━━ PAGE EXTRACT ━━
Thank you #12603. I will not disappoint. I will serve and protect until my machinery betrays me.


----------



## MariGea (Jul 17, 2020)

Welcome #27460, pretty numbers you got there!


----------



## Unknown (Jul 17, 2020)

MariGea said:


> Welcome #27460, pretty numbers you got there!



Thank you #27009. Are you by any chance a 00 agent?


----------



## jonathanparham (Jul 17, 2020)

welcome


----------



## Unknown (Jul 17, 2020)

jonathanparham said:


> welcome



Are my eyes betraying me or do we have an elite member of the below #400 club?


----------



## Living Fossil (Jul 17, 2020)

If your name is Unknown your name is not unknown.


----------



## Unknown (Jul 17, 2020)

Living Fossil said:


> If your name is Unknown your name is not unknown.



What if my name is not unknown but actually unknown?

ps: How on earth can a fossil be living?


----------



## Sean J (Jul 17, 2020)

Living Fossil said:


> If your name is Unknown your name is not unknown.



Maybe someone can know that they are unknown if they do not know whether anyone knows if they know they are unknown or not. That reminds of a joke: Rene Descartes walked into a bar. When asked if he wanted a drink he replied, "I think not" and he vanished.

Probably best I leave this thread before any of us get hurt.


----------



## Sean J (Jul 17, 2020)

Unknown said:


> ps: How on earth can a fossil be living?



I'm pretty sure a friend calls his dad a living fossil. And knowing his dad, I'm pretty sure it's true.

Definitely possible on Earth.


----------



## Living Fossil (Jul 17, 2020)

Unknown said:


> ps: How on earth can a fossil be living?



As almost always, Wikipedia is a helpful source to answer this question:









Living fossil - Wikipedia







en.wikipedia.org


----------



## Unknown (Jul 17, 2020)

Living Fossil said:


> As almost always, Wikipedia is a helpful source to answer this question:
> 
> 
> 
> ...



That's pretty awesome. Let's see how long I can remember this information


----------
━━━
━━ DATASET RECORDS ━━
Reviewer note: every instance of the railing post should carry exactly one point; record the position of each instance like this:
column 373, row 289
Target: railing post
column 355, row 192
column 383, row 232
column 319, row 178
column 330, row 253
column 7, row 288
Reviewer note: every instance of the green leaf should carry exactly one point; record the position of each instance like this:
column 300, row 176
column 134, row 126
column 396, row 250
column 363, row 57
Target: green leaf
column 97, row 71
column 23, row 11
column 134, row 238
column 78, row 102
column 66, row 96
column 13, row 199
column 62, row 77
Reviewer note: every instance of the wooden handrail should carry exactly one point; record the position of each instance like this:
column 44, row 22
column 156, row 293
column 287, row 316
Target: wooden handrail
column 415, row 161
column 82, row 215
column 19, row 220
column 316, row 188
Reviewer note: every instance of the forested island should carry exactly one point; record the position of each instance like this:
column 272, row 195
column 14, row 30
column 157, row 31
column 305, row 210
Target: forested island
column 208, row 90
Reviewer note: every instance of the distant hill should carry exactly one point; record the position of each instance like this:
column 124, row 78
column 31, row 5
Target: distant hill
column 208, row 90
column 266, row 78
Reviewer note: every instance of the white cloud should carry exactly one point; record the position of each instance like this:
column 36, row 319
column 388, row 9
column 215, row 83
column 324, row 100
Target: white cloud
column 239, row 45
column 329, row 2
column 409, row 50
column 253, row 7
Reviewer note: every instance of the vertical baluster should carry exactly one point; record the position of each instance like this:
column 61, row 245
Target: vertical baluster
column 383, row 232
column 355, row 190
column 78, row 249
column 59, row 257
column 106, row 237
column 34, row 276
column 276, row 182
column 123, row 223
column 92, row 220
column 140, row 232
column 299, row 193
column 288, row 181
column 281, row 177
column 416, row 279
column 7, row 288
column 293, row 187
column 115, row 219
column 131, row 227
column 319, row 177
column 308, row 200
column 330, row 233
━━━
[CHALLENGES]
[1] In the forum thread, what source does Living Fossil cite to explain how a fossil can be living?
[2] Please turn the records into a numbered list, starting at the line with "Reviewer note: every instance of the white" and running through the end of the records, leaving out blank lines.

[EXERCISE SOLUTIONS]
[1] Wikipedia, specifically its "Living fossil" article.

[2]
1. Reviewer note: every instance of the white cloud should carry exactly one point; record the position of each instance like this:
2. column 36, row 319
3. column 388, row 9
4. column 215, row 83
5. column 324, row 100
6. Target: white cloud
7. column 239, row 45
8. column 329, row 2
9. column 409, row 50
10. column 253, row 7
11. Reviewer note: every instance of the vertical baluster should carry exactly one point; record the position of each instance like this:
12. column 61, row 245
13. Target: vertical baluster
14. column 383, row 232
15. column 355, row 190
16. column 78, row 249
17. column 59, row 257
18. column 106, row 237
19. column 34, row 276
20. column 276, row 182
21. column 123, row 223
22. column 92, row 220
23. column 140, row 232
24. column 299, row 193
25. column 288, row 181
26. column 281, row 177
27. column 416, row 279
28. column 7, row 288
29. column 293, row 187
30. column 115, row 219
31. column 131, row 227
32. column 319, row 177
33. column 308, row 200
34. column 330, row 233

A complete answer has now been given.